- _STATED EXERCISE_: Render every line of the entries below as a numbered list, leaving out any blank lines.

++++++

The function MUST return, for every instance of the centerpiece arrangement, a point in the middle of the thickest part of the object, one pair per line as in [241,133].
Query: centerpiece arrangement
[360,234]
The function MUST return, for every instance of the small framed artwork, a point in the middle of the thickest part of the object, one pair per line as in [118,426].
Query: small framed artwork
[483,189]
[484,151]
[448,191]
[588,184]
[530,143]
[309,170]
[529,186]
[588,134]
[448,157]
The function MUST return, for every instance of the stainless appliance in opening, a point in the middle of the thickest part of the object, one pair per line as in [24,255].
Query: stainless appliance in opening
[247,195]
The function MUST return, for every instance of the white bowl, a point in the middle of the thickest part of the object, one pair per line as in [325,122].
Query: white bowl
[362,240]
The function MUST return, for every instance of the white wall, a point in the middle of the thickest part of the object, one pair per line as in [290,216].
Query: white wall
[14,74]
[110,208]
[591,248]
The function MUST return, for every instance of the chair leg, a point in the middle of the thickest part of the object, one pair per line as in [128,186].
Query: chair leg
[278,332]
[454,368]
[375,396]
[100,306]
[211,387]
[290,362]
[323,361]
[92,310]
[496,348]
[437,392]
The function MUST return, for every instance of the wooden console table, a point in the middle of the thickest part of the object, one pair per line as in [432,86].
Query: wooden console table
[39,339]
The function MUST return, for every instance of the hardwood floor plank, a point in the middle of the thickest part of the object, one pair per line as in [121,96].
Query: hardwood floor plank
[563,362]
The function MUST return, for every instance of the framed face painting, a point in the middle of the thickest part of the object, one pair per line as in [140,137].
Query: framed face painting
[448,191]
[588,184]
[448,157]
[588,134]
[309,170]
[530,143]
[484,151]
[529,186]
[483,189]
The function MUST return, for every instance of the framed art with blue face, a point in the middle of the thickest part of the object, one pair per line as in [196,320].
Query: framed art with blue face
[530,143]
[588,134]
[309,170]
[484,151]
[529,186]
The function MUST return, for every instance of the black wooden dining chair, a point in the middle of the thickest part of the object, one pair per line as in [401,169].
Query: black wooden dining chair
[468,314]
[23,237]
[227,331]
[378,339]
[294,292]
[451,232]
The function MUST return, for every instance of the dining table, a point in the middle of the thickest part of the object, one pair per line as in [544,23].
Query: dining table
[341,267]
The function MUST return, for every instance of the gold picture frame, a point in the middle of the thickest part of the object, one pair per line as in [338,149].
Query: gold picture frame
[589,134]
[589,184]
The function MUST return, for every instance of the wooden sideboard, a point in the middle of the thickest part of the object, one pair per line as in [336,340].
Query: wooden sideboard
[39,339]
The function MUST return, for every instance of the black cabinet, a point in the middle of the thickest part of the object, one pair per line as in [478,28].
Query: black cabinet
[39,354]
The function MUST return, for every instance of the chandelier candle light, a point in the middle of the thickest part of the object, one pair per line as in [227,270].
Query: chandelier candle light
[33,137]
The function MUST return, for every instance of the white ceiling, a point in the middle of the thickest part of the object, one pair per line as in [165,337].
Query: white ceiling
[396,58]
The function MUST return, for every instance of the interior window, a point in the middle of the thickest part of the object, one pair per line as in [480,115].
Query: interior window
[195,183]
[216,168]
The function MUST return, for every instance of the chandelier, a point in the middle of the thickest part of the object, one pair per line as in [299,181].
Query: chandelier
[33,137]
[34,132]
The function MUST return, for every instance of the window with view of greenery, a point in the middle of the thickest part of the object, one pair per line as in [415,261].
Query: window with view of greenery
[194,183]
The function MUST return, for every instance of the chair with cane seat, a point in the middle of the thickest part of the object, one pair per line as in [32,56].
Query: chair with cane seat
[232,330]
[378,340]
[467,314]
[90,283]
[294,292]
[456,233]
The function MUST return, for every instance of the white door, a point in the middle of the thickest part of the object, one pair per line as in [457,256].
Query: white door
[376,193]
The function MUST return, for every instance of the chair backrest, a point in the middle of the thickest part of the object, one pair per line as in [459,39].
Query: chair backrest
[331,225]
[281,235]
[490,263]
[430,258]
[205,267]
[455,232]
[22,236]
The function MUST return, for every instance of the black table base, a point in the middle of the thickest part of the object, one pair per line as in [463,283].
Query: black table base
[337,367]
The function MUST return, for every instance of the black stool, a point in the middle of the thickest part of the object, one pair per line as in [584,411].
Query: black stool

++++++

- _FULL RESPONSE_:
1. The function MUST return, for every instance of the centerpiece arrangement, a point in the middle of the thickest part of the object, one pair per line as in [241,133].
2. Query: centerpiece arrangement
3. [360,234]
4. The function MUST return, for every instance of the small framed artwork, a point in the middle of the thickest part of the object, one pair per line as in [118,426].
5. Query: small framed artwork
6. [483,189]
7. [484,151]
8. [448,191]
9. [588,184]
10. [530,143]
11. [309,170]
12. [529,186]
13. [588,134]
14. [448,157]
15. The function MUST return, for every instance of the stainless appliance in opening, a point in the middle of the thickest part of the object, one pair per line as in [24,255].
16. Query: stainless appliance in opening
17. [247,195]
18. The function MUST return, for every instance of the white bowl, a point in the middle of the thickest part of the object, one pair per line as in [325,122].
19. Query: white bowl
20. [362,240]
21. The function MUST return, for every instance of the white wall, a point in the middle of the thickest part of the object, one pair per line as in [290,216].
22. Query: white wall
23. [14,74]
24. [110,208]
25. [591,248]
26. The function MUST return, for every instance of the chair leg, a point in the middle of the thickest part of the object, one pair per line as in [128,186].
27. Query: chair leg
28. [278,332]
29. [454,368]
30. [375,396]
31. [100,306]
32. [211,387]
33. [290,362]
34. [323,361]
35. [92,310]
36. [496,348]
37. [437,392]
38. The function MUST return, for every instance of the wooden console table, a point in the middle of the thickest part of the object, one pair per line as in [432,86].
39. Query: wooden console table
40. [39,339]
41. The function MUST return, for every instance of the hardwood floor plank, a point in the middle of the thickest part of the object, one pair per line as in [121,96].
42. Query: hardwood floor plank
43. [563,362]
44. The function MUST return, for every instance of the framed face painting, a point in the middle of the thickest part of the object, one pair per line as in [140,137].
45. Query: framed face painting
46. [448,191]
47. [588,184]
48. [448,157]
49. [588,134]
50. [309,170]
51. [530,143]
52. [484,151]
53. [529,186]
54. [483,189]
55. The function MUST return, for every instance of the framed art with blue face, a point in the middle of the thickest part of the object, one pair per line as in [196,320].
56. Query: framed art with blue face
57. [530,143]
58. [588,134]
59. [309,170]
60. [484,151]
61. [529,186]
62. The function MUST return, for every instance of the black wooden dining chair, a point in the middle of the thickest part of the object, one pair per line as in [401,169].
63. Query: black wooden dining chair
64. [468,314]
65. [23,237]
66. [227,331]
67. [378,339]
68. [294,292]
69. [451,232]
70. The function MUST return, for every instance of the dining table, a point in the middle of the thickest part of the object, one pair per line as in [544,23].
71. Query: dining table
72. [341,267]
73. The function MUST return, for every instance of the gold picture frame, a point in the middle of the thickest part of the object, one pair per line as in [338,149].
74. Query: gold picture frame
75. [589,134]
76. [589,184]
77. The function MUST return, for every instance of the wooden sideboard, a point in the middle of the thickest part of the object, one pair per line as in [336,340].
78. Query: wooden sideboard
79. [39,339]
80. The function MUST return, for every instance of the black cabinet, a point in the middle of the thickest part of the object, one pair per line as in [478,28].
81. Query: black cabinet
82. [39,354]
83. The function MUST return, for every instance of the chandelier candle light, a point in the middle of the thickest part of the object, one pair per line as in [227,270].
84. Query: chandelier candle light
85. [33,137]
86. The function MUST return, for every instance of the white ceiling, a point in the middle of the thickest part of the object, one pair per line as in [165,337].
87. Query: white ceiling
88. [396,58]
89. The function MUST return, for every instance of the interior window, a point in the middle of the thickest part of the object, one pair per line as in [480,115].
90. Query: interior window
91. [195,183]
92. [216,168]
93. The function MUST return, for every instance of the chandelier, a point in the middle of the thickest part of the object, one pair per line as in [299,181].
94. Query: chandelier
95. [33,137]
96. [34,132]
97. The function MUST return, for every instance of the window with view of greenery, a point in the middle of the thickest part of the object, one pair per line as in [415,261].
98. Query: window with view of greenery
99. [194,183]
100. The function MUST return, for every instance of the chair with cane seat, a point in the middle of the thickest part of the object, one pair per line as in [32,56].
101. Query: chair with cane seat
102. [232,330]
103. [378,340]
104. [467,314]
105. [90,283]
106. [294,292]
107. [456,233]
108. The function MUST return, for every instance of the white door, a point in the middle of the thickest part of the object, one pair per line as in [457,256].
109. Query: white door
110. [376,193]
111. The function MUST return, for every instance of the chair backrest, a point in the middle of the thickest part of the object, one pair per line as in [459,39].
112. Query: chair backrest
113. [331,225]
114. [281,235]
115. [490,263]
116. [430,258]
117. [205,267]
118. [455,232]
119. [22,236]
120. The function MUST return, for every instance of the black table base, a point in the middle of the thickest part of the object, one pair per line as in [463,283].
121. Query: black table base
122. [337,367]
123. The function MUST return, for every instance of the black stool, a point in the middle of the thickest part of the object, one pair per line as in [584,411].
124. Query: black stool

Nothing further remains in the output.